Tasks to perform:
a – In the outline on the responsibilities of marriage, which Bible passage is the study based on?
b – Continue the outline on the responsibilities of marriage from its last line, keeping its numbered and lettered format.

Text block:
[START]

Husbands And Wives:

                                                   The Responsibilities Of Marriage

 

Introduction:

 

1.                  “For one human being to love another: that is perhaps the most difficult of all our tasks, the ultimate, the last test and proof, the work for which all other work is but preparation.”  (Rainer Marie Rilke)

 

2.                  And marriage is the place where that work is most completely done.  The great text upon which our study is based says so.

 

a.                   These remarkable instructions to husbands and wives were written against the dark background of a culture that had almost totally ignored the ideal of God for marriage.

 

b.                  It reasons from the noble model of the Lord’s love for his people rather than from the failures and problems of people.

 

c.                   And it raises up, for the third and last time in the Bible, the beautiful statement of what marriage is meant to be.

 

d.                  Ephesians 5:17 – 33

 

3.                  Here we discover the responsibilities which are to be met by two people who want to love each other in such as way as to turn that divine ideal into human reality.

 

Discussion:

 

1.                  Keep everything in the context of gratitude at all times: “...giving thanks always and for everything to God the Father...” (v. 20).

 

a.                   A healthy relationship has to breathe the air of thankfulness.

 

i.                    It’s true in our relationship with God (cf. 1 Thes. 5:16-18).

[END]

Supplied information:
[START]

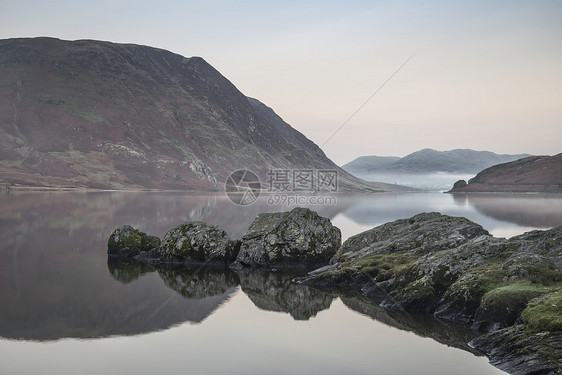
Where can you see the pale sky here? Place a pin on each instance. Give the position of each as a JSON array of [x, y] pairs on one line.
[[485, 75]]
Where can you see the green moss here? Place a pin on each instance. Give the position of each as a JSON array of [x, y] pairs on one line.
[[512, 297], [543, 313], [396, 263]]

[END]

Answers to the tasks:
a – Ephesians 5:17–33

b –
 

ii.                  It’s also true in a marriage.

(1)               Verse 20 makes it clear that everything the apostle has to say to husbands and wives belongs in a setting of thankfulness.

(2)               When he speaks of these matters again in Col. 3:18-19, each of the three verses immediately preceding his instructions mention being thankful (v. 15, 16, 17).

(3)               In Heb. 13, the call for marriage to be “held in honor among all” is followed closely by “and be content with what you have” (v. 4, 5).

 


b.                  The work of marriage is to be done with a spirit of thankful contentment.

 

i.                    That means, of course, keeping little differences in habits or personalities in perspective, as well as recognizing and appreciating the practical blessings the other persons gives to the marriage.

 

ii.                  Isn’t interesting that these instructions to husbands and wives are connected so closely to “singing and making melody with your heart to the Lord” (v. 19, NASB)?

(1)               Thankful worship with each other is one of the best ways to keep your perspective toward each other.

(2)               I might paraphrase the song and say to couples:

When upon life’s billows ya’ll are tempest-tossed,

When you are discouraged, thinking all is lost,

Count your many blessings, name them one by one,

And it will surprise you what your mate has done!

(3)               At all times, and in all things, keep the tone in your marriage thankful.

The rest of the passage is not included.